## WHAT THE EXERCISE ASKS
Edit the entries from the first line up to and including the line with "column 218, row 126", swapping "blurred background" for "out-of-focus background" and keeping everything else unchanged. Give back only those lines.

>> BEGIN

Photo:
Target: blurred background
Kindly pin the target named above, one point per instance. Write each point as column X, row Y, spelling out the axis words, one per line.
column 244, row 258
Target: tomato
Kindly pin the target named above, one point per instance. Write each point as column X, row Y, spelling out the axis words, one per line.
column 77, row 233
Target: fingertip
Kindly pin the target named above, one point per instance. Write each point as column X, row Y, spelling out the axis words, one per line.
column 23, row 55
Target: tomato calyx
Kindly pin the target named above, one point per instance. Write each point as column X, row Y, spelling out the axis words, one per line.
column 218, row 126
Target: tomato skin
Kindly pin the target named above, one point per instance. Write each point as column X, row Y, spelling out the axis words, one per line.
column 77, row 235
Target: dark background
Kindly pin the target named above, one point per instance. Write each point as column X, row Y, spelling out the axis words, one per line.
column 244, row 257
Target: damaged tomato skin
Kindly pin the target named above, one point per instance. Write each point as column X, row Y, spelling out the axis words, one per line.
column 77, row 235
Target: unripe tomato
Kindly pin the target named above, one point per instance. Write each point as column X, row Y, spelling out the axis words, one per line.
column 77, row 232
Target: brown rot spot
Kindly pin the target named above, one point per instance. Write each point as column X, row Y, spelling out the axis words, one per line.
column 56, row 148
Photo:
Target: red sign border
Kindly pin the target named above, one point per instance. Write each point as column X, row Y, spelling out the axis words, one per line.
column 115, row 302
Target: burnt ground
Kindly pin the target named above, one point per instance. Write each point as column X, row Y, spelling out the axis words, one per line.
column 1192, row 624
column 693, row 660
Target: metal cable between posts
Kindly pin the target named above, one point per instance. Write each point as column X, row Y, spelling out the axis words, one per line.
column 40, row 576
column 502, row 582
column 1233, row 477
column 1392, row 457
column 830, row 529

>> END

## EXPECTED ANSWER
Photo:
Target: out-of-focus background
Kindly pin the target named above, one point per instance. Write each point as column X, row Y, spelling out the axis words, one per line.
column 244, row 258
Target: tomato
Kindly pin the target named above, one point per instance. Write each point as column X, row Y, spelling out the axis words, one per line.
column 77, row 233
Target: fingertip
Kindly pin the target named above, one point per instance. Write each point as column X, row Y, spelling out the axis words, one per line.
column 23, row 55
Target: tomato calyx
Kindly pin the target named above, one point per instance. Write each point as column X, row Y, spelling out the axis words, one per line.
column 218, row 126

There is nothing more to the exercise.